WRITTEN REQUEST: Could you rewrite the lines starting at the one that contains "pink flower, one point per instance." and ending at the one that contains "[[28, 592], [19, 514], [50, 548], [11, 756]]" as a Markdown table with the columns No. and Line, numbering each line and leaving out any blank lines?

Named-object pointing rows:
---+---
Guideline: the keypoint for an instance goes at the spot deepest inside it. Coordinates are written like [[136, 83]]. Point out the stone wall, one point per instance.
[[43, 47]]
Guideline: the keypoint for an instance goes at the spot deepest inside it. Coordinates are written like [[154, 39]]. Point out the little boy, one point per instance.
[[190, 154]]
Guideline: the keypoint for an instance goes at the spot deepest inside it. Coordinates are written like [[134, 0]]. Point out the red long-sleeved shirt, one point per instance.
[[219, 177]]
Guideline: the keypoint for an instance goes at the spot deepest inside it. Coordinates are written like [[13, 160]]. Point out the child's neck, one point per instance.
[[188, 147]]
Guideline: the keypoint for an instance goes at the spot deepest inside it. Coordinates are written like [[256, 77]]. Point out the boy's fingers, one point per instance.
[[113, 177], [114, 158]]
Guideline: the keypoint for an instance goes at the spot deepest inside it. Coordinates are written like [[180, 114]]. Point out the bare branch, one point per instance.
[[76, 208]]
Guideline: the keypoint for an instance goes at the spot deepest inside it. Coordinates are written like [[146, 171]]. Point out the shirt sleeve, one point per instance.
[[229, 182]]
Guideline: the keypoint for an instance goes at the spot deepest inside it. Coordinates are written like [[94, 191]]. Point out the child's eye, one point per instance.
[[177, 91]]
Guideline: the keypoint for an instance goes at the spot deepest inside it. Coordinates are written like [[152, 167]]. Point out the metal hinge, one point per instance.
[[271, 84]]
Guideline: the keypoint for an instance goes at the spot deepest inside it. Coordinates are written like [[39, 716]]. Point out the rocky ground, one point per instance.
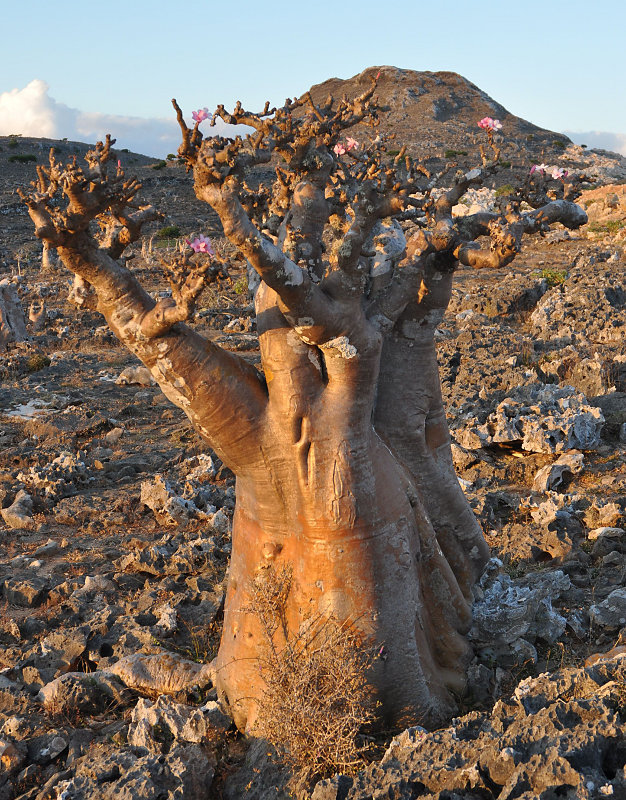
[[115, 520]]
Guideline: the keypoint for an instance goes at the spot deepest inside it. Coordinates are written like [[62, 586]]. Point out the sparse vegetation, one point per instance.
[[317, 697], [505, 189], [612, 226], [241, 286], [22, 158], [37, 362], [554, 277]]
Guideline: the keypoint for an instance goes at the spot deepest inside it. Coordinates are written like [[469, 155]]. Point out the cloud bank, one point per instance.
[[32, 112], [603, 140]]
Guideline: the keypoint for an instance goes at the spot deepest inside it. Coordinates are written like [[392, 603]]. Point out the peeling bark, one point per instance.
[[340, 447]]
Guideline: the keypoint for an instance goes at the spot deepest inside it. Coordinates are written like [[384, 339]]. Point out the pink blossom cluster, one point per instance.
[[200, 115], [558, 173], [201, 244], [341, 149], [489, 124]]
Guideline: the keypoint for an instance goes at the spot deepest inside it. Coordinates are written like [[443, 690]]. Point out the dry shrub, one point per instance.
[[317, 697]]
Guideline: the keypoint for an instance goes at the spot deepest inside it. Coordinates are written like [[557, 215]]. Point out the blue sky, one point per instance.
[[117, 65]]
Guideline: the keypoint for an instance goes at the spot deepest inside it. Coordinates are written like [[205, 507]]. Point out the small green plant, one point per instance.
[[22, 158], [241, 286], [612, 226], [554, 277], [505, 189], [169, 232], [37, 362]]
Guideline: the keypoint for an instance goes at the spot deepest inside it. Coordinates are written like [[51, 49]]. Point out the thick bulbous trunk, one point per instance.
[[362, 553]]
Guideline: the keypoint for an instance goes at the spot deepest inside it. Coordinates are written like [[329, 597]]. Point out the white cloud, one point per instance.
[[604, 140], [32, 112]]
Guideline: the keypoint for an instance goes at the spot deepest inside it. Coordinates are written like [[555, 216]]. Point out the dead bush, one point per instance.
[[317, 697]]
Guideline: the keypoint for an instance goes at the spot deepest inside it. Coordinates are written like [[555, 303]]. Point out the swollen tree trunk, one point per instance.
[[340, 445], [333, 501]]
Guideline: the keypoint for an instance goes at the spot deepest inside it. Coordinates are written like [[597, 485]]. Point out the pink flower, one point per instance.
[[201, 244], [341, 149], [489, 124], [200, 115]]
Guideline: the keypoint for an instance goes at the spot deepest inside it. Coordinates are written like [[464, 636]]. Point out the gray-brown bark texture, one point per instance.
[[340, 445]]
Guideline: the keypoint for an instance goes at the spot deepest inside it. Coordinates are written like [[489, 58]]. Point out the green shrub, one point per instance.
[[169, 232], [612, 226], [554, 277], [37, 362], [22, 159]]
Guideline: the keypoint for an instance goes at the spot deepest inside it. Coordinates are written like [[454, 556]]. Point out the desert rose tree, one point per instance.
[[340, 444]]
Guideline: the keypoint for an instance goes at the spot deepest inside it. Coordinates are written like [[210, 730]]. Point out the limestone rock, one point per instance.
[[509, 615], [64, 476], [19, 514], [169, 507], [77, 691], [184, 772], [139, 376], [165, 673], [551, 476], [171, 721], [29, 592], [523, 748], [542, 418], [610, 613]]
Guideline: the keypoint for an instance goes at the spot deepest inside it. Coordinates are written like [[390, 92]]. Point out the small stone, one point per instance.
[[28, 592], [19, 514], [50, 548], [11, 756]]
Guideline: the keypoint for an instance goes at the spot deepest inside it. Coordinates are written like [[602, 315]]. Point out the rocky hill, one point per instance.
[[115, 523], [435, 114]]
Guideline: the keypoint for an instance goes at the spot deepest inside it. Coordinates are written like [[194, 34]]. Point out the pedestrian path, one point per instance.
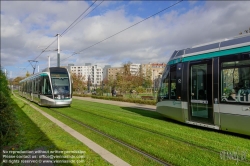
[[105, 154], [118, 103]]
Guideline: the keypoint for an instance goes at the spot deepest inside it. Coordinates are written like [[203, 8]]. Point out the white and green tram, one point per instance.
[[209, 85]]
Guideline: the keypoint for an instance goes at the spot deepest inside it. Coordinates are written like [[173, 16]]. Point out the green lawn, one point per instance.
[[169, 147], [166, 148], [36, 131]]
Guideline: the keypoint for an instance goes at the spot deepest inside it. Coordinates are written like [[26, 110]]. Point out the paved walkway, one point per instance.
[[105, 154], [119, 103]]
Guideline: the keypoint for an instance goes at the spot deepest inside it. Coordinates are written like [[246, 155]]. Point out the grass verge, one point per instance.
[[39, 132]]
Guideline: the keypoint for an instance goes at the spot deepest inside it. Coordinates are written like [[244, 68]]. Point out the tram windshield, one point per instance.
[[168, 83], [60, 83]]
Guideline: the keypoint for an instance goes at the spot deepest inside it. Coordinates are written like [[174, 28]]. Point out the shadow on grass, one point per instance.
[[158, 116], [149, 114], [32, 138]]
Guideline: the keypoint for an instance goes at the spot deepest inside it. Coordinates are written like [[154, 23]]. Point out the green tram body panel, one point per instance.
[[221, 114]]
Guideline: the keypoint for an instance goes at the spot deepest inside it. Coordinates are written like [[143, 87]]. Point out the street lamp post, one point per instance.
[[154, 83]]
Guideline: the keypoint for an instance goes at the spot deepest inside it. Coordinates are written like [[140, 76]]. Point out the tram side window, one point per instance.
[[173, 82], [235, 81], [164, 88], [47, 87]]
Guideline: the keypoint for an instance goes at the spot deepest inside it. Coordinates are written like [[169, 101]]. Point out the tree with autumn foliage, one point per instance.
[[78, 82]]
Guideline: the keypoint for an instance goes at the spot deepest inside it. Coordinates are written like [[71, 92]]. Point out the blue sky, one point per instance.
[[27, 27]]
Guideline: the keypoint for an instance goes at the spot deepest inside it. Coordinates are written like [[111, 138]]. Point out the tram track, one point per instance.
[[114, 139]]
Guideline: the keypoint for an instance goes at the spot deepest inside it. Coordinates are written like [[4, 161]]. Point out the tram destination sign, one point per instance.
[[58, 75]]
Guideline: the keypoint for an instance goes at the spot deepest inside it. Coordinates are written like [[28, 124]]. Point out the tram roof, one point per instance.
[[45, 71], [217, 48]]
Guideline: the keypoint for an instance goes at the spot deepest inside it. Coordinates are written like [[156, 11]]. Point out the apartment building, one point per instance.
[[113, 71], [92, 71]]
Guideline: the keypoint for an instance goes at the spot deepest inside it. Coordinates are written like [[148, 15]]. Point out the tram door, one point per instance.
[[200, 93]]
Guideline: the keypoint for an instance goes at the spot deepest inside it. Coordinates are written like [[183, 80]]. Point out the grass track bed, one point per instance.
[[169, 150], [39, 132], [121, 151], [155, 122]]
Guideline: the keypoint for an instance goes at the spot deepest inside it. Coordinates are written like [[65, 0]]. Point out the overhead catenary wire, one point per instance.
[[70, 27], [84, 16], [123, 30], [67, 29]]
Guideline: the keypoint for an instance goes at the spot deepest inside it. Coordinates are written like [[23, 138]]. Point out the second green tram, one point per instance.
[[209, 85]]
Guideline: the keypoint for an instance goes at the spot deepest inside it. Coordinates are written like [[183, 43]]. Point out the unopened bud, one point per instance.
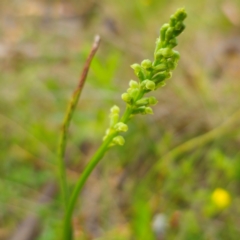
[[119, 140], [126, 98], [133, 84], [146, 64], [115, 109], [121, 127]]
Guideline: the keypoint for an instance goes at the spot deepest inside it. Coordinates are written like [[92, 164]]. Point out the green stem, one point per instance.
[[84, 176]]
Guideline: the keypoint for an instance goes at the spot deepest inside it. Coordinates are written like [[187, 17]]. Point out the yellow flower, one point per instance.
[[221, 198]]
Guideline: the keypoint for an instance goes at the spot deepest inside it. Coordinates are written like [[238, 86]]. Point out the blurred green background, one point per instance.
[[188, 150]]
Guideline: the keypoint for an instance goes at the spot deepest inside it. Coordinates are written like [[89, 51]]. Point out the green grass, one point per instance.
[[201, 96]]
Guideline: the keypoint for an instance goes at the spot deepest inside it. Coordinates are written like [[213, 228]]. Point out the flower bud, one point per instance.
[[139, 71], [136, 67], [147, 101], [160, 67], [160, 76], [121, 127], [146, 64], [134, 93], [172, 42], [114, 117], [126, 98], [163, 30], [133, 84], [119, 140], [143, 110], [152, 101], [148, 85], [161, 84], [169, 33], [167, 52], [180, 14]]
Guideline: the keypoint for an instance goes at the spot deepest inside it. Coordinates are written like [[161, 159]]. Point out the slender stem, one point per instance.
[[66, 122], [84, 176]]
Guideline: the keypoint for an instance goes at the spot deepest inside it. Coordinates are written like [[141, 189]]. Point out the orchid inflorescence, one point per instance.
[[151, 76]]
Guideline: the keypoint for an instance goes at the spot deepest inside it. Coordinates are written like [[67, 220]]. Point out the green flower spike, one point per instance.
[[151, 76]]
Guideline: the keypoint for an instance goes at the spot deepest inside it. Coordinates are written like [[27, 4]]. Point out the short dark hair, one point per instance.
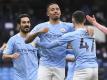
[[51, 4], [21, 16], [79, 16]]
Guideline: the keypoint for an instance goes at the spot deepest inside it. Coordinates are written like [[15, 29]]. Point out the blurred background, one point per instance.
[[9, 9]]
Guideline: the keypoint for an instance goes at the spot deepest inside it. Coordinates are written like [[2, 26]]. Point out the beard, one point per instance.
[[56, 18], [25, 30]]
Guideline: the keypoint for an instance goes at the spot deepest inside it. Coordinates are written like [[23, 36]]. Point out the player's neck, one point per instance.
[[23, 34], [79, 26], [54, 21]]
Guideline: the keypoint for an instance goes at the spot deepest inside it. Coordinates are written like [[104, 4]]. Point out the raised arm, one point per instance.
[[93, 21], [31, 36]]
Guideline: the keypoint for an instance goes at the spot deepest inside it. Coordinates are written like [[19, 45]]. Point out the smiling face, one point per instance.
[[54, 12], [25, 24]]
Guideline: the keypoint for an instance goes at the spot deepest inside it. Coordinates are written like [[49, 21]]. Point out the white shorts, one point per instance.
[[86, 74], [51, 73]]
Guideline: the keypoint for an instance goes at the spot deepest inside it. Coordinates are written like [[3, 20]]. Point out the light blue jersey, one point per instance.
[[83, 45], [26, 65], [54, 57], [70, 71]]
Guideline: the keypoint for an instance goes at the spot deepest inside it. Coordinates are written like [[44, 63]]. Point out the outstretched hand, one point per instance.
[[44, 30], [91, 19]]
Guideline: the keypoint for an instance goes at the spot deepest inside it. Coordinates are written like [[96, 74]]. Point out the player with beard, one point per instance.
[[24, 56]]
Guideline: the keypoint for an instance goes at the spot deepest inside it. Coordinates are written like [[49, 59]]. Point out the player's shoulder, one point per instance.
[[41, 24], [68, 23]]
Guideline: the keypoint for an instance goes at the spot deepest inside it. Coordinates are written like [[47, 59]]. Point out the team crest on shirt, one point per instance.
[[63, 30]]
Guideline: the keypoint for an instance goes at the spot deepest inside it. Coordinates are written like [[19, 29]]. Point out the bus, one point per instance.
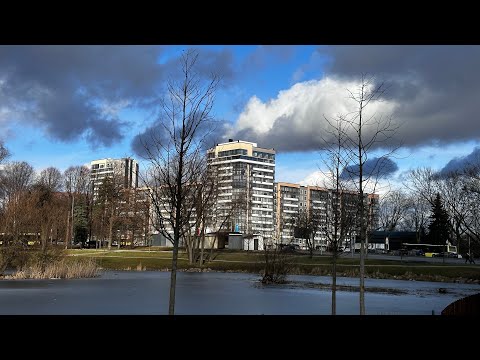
---+---
EXERCISE RESPONSE:
| No. | Line |
|---|---|
| 1 | Guideline: the keypoint for an instance goes at the spot deepest inside it. Coordinates are written like [[597, 485]]. Point out the pink flower, one point per instance. |
| 2 | [[201, 244], [341, 149], [489, 124], [200, 115]] |
| 3 | Guideline: the keypoint for an instance goes at the spot deepest inside it. Coordinates are written like [[464, 636]]. Point out the gray-brown bark texture, one point per instance. |
| 4 | [[340, 445]] |
| 5 | Guideline: the keypoint for an instance goes at the spot deepest inside it. Coordinates are written like [[489, 58]]. Point out the green shrub, one point per instance. |
| 6 | [[169, 232], [612, 226], [554, 277], [37, 362], [22, 159]] |
| 7 | Guideline: the keypoint for an instance goes at the spot deepest inside it. Coordinates are written like [[454, 556]]. Point out the desert rose tree, one point per instance. |
| 8 | [[340, 444]] |
| 9 | Guideline: the keypoint for an instance goes at the spot deepest inside it. Coordinates are written like [[210, 730]]. Point out the limestone rock, one point per instance. |
| 10 | [[509, 615], [64, 476], [19, 514], [169, 507], [77, 691], [184, 772], [139, 376], [165, 673], [551, 476], [171, 721], [29, 592], [523, 748], [542, 418], [610, 613]] |
| 11 | Guideline: the keypoint for an instance goes at the spot deepest inside it. Coordinates are written like [[390, 92]]. Point out the small stone, one point per instance. |
| 12 | [[28, 592], [19, 514], [50, 548], [11, 756]] |